What you have to do: Retype, without changes, every line from the line that contains "the blue t-shirt" through the final line of the records. Exclude pictures.

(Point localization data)

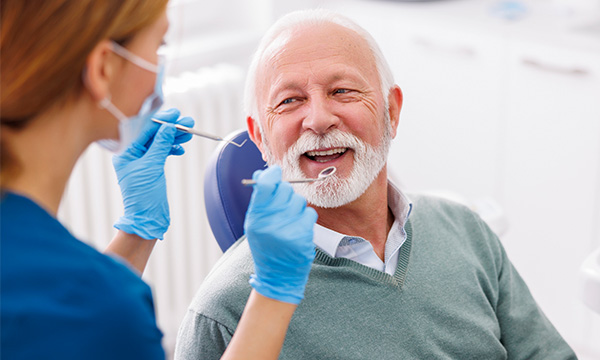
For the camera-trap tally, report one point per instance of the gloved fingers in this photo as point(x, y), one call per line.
point(162, 144)
point(183, 137)
point(170, 115)
point(177, 150)
point(150, 128)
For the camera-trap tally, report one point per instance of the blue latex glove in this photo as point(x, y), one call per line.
point(279, 228)
point(141, 173)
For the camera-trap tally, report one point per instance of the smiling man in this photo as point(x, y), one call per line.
point(392, 278)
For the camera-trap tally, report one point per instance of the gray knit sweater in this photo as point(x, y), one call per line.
point(454, 295)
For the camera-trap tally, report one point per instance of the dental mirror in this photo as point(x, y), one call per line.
point(199, 133)
point(325, 173)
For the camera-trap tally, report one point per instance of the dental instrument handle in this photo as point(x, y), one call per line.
point(248, 182)
point(191, 131)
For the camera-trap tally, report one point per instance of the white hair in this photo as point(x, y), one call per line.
point(307, 18)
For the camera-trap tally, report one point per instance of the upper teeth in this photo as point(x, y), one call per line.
point(326, 152)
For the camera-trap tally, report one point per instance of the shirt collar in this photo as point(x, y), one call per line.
point(328, 240)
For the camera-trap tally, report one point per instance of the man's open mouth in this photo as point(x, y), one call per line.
point(325, 155)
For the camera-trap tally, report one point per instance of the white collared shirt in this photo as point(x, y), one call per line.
point(360, 250)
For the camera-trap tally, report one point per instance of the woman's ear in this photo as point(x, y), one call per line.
point(99, 71)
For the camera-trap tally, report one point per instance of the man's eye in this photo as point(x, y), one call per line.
point(341, 91)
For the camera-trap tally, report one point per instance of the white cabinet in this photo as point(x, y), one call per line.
point(551, 177)
point(507, 111)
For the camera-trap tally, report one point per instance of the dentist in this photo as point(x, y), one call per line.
point(74, 72)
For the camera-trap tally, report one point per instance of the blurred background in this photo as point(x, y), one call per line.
point(501, 112)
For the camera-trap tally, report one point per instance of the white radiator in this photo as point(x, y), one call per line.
point(92, 202)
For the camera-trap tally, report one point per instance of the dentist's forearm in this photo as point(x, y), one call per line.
point(132, 248)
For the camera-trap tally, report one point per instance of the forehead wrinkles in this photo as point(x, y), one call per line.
point(328, 45)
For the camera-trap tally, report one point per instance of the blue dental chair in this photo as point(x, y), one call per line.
point(225, 198)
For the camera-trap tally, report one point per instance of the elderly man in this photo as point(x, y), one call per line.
point(392, 279)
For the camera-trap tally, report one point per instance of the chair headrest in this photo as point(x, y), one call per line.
point(225, 198)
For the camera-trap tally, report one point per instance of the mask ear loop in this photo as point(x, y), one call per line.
point(143, 63)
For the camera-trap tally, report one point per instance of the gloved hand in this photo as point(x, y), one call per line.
point(279, 228)
point(141, 173)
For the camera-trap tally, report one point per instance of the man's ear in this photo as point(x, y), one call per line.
point(255, 134)
point(100, 68)
point(395, 99)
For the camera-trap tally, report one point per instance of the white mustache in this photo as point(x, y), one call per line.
point(335, 139)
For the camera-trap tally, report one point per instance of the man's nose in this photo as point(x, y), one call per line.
point(320, 117)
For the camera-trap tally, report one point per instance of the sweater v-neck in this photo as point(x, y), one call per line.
point(396, 280)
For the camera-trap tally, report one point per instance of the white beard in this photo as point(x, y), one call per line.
point(334, 191)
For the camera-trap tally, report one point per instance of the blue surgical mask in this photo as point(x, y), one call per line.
point(131, 127)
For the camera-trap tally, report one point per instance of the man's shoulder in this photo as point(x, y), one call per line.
point(226, 287)
point(436, 203)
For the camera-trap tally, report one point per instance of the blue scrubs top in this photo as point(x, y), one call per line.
point(61, 299)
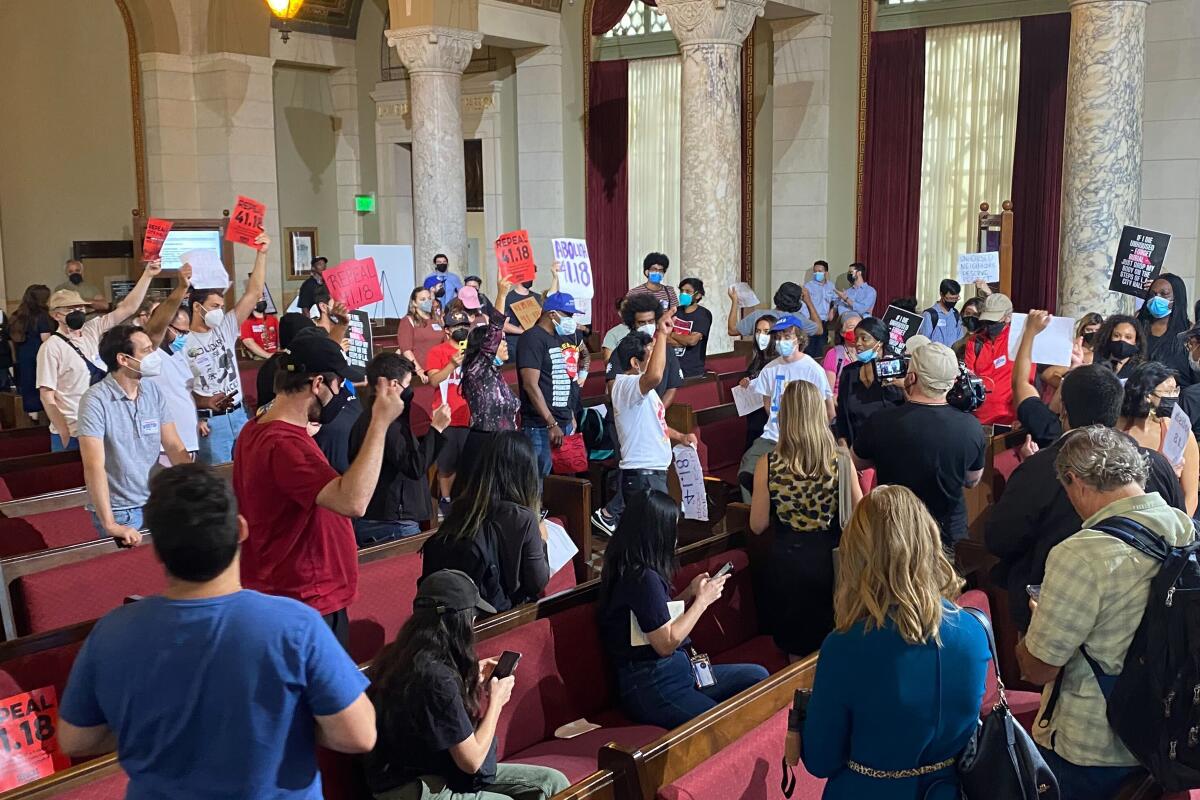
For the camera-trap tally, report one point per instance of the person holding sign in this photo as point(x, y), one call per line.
point(1150, 397)
point(209, 673)
point(213, 355)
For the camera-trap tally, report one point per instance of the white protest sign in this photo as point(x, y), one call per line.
point(747, 298)
point(1176, 437)
point(747, 400)
point(574, 268)
point(973, 266)
point(208, 271)
point(1051, 346)
point(691, 482)
point(559, 547)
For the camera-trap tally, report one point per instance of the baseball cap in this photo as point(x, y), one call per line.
point(65, 299)
point(469, 296)
point(449, 590)
point(315, 354)
point(935, 366)
point(562, 302)
point(995, 308)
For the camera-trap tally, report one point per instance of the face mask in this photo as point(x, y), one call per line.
point(150, 366)
point(565, 326)
point(1158, 307)
point(1122, 350)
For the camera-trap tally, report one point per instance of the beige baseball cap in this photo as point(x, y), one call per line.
point(936, 367)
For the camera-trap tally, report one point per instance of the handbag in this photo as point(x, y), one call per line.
point(1001, 761)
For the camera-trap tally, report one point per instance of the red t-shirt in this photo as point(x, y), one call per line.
point(264, 331)
point(295, 548)
point(437, 359)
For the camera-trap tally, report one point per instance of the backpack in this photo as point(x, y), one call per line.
point(1153, 705)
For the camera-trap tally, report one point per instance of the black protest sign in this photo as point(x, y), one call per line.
point(1140, 254)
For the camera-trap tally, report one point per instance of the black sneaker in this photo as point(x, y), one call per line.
point(603, 524)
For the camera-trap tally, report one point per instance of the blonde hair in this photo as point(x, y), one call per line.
point(805, 444)
point(892, 565)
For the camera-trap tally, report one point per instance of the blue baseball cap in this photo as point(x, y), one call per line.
point(787, 320)
point(562, 302)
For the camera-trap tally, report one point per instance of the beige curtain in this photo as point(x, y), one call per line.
point(654, 136)
point(971, 86)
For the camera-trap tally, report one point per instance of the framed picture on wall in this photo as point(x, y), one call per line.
point(301, 250)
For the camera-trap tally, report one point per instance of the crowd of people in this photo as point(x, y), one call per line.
point(856, 462)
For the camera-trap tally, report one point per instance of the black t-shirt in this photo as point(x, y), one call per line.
point(417, 733)
point(557, 360)
point(930, 449)
point(691, 359)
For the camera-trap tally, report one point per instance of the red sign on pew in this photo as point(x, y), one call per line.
point(29, 738)
point(354, 282)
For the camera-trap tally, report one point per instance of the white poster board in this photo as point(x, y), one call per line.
point(394, 264)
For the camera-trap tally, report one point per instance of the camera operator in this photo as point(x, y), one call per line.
point(925, 444)
point(863, 388)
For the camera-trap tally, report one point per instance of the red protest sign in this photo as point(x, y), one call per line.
point(354, 282)
point(156, 234)
point(515, 257)
point(246, 222)
point(29, 744)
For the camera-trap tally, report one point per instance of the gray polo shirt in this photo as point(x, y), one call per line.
point(132, 434)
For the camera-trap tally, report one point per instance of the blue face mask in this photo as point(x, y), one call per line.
point(1158, 307)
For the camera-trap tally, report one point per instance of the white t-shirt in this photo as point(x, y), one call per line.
point(214, 361)
point(775, 377)
point(641, 425)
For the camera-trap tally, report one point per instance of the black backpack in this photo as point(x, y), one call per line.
point(1153, 705)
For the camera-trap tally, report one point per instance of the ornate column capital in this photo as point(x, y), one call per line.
point(433, 48)
point(712, 22)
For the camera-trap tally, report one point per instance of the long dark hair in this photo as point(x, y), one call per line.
point(507, 470)
point(405, 669)
point(645, 540)
point(34, 306)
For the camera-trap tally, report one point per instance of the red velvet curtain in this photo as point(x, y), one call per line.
point(1037, 160)
point(607, 202)
point(889, 212)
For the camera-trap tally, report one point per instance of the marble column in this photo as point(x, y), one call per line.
point(436, 58)
point(1102, 157)
point(711, 35)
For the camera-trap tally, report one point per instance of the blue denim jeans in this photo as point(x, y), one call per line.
point(58, 446)
point(131, 517)
point(1078, 782)
point(664, 692)
point(223, 429)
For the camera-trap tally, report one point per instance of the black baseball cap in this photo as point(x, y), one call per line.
point(315, 354)
point(449, 590)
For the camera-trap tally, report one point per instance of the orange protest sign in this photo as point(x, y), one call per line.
point(354, 282)
point(246, 222)
point(527, 311)
point(29, 745)
point(156, 234)
point(515, 257)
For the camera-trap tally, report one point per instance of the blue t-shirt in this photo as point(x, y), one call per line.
point(213, 698)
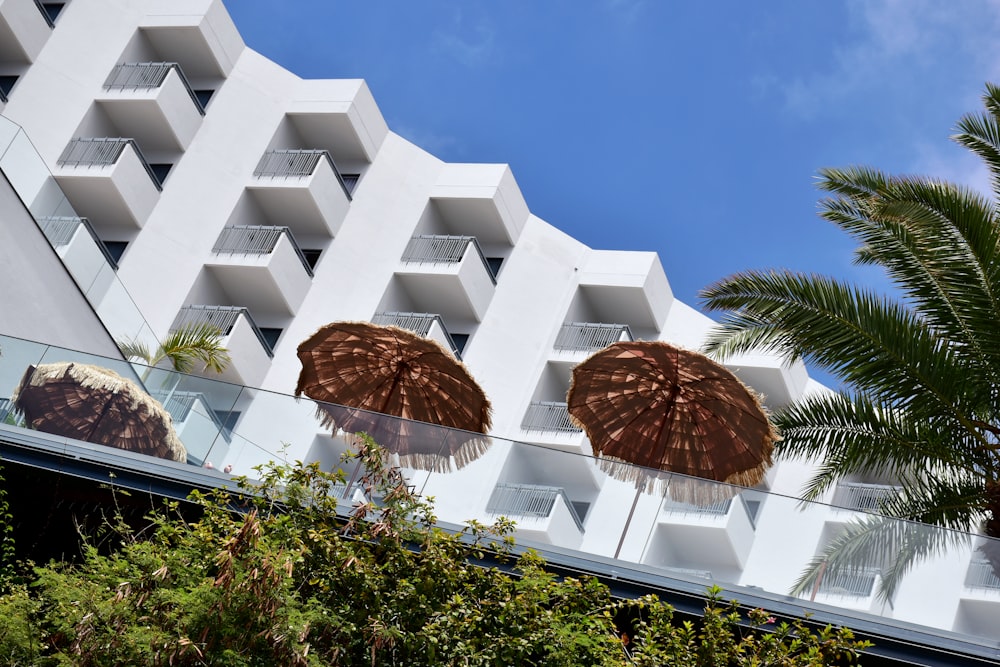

Solution to this exercise:
For the camera-trap tally, report one point per instance of the blue t-shirt in this photo as point(x, y), one call per line.
point(213, 698)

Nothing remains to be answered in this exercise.